The pandera framework [6] is deployed to validate the schema of each transformed CLIF table, checking for compliance in data types, nullability, and permissible mCIDE categories. These validations are accompanied by more complex and comprehensive checks using tools in the CLIF ecosystem such as CLIF TableOne [7] and CLIF Lighthouse [8] against CLIF consortium-wide quality benchmarks.
For complex transformations such as flattening the timestamps in the medication administration tables, unit tests are written to ensure the robustness of the transformation.
Data Description
The dataset consists of 14 CLIF tables derived from MIMIC-IV v3.1, each stored as a separate Parquet file, along with a supplemental table (clif_patient_assessments_raw_gcs) containing non-imputed GCS scores taken directly from chartevents. Following CLIF's entity-relationship model [1], the tables are organized by clinical information type and linked by patient_id and hospitalization_id. The anchor tables — patient, hospitalization, and adt (admission-discharge-transfer) — capture core demographics, encounter-level admission and discharge details, and patient movement across hospital locations, respectively. The remaining longitudinal event tables capture clinical events recorded over the course of each ICU stay, organized by domain: clinical monitoring (vitals, labs, patient_assessments, position), respiratory care (respiratory_support), medication administration (medication_admin_continuous, medication_admin_intermittent), specialized ICU interventions (crrt_therapy), and administrative records (code_status, hospital_diagnosis, patient_procedures).

REQUIRED ACTION
Return, word for word, the part of the CLIF dataset text that opens with the words containing "For complex transformations" and closes with "of the transformation.". The items have nothing to do with the CLIF dataset text.

DATA SECTION
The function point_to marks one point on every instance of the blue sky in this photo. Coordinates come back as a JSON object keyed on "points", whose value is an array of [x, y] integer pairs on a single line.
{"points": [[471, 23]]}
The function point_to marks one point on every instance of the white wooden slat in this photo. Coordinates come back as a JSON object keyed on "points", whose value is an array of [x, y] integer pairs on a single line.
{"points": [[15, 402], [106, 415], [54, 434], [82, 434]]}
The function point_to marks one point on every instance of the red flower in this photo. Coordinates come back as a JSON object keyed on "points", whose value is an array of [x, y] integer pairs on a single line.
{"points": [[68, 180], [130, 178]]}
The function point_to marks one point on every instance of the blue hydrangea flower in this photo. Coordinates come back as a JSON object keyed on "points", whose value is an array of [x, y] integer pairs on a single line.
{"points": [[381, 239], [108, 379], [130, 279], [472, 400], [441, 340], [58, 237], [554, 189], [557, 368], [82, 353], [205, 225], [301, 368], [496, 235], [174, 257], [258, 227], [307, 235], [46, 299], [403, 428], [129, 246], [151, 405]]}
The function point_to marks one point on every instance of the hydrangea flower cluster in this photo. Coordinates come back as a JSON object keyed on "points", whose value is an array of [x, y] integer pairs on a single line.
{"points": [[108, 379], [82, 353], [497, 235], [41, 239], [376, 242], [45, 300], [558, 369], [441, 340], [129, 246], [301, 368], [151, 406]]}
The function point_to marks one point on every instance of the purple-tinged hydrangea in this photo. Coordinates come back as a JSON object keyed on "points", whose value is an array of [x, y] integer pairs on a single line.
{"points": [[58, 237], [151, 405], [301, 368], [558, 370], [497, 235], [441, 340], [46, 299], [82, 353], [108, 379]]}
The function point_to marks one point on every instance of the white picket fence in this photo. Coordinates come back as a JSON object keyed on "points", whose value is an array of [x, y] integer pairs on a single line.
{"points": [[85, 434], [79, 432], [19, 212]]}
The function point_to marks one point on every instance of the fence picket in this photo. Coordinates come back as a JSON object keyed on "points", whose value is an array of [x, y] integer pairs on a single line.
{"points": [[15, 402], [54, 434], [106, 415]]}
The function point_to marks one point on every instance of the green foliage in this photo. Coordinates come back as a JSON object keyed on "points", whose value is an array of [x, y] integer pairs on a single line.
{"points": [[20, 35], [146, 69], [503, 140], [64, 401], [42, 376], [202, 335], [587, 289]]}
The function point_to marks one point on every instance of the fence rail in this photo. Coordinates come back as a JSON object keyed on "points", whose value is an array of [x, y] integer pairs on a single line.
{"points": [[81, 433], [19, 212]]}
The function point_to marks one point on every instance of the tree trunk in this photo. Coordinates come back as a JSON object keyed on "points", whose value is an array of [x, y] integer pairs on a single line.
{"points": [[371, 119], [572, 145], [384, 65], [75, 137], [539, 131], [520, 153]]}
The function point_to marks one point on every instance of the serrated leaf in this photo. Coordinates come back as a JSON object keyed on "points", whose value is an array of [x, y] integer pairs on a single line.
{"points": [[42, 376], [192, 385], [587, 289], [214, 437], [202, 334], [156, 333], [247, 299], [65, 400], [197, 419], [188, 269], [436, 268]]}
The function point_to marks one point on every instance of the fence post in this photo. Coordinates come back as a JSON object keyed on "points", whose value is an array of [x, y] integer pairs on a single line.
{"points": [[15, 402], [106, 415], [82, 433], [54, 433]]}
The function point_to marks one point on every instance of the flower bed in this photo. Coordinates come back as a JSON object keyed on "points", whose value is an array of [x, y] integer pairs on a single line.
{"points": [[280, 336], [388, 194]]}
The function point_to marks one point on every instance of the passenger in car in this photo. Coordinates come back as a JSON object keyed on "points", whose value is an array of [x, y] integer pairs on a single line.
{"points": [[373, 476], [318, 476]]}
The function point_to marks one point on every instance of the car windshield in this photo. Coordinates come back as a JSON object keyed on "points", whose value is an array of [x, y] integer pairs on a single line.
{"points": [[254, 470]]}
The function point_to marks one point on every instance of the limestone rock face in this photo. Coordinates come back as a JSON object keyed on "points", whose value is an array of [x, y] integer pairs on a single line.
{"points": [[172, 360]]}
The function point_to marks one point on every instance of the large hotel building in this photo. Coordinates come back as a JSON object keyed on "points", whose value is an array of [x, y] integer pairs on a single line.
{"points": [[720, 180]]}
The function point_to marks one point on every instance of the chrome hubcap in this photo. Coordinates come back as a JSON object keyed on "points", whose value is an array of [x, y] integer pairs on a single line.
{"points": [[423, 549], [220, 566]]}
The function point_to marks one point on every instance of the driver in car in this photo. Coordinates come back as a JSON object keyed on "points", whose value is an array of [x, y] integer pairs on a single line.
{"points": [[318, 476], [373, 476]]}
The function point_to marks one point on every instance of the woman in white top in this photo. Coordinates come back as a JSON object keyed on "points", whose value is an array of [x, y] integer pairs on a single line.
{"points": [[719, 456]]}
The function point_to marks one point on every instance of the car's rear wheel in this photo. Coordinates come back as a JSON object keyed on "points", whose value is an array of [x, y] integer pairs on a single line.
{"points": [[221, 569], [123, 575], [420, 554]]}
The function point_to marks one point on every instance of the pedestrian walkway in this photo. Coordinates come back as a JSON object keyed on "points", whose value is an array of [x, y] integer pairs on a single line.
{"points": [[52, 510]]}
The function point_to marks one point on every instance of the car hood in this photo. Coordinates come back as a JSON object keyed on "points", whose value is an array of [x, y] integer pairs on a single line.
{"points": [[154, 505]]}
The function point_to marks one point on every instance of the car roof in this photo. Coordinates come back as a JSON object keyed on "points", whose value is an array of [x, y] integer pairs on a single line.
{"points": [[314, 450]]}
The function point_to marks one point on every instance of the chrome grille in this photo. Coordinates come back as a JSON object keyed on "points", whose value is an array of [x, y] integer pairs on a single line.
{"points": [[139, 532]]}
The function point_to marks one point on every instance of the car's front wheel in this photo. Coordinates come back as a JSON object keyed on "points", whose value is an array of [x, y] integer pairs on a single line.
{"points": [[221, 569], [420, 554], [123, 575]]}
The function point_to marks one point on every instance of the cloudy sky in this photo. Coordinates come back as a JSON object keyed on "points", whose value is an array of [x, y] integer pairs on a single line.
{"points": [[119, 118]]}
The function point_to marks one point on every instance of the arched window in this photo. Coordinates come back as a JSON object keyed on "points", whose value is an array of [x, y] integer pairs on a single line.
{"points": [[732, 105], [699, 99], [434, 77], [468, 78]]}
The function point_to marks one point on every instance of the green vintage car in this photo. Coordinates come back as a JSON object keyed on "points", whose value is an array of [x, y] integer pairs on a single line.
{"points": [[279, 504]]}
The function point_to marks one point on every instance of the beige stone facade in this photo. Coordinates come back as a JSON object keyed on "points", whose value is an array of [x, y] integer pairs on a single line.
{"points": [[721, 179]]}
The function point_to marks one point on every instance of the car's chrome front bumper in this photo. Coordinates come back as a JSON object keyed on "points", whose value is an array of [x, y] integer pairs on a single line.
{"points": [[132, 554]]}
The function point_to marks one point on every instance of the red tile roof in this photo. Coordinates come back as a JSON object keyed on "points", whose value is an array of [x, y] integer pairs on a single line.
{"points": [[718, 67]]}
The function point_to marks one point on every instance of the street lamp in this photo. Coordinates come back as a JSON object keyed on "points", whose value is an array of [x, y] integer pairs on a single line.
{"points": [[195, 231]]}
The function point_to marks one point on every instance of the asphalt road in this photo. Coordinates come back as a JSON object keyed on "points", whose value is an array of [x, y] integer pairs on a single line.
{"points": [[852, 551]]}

EXERCISE RESULT
For complex transformations such as flattening the timestamps in the medication administration tables, unit tests are written to ensure the robustness of the transformation.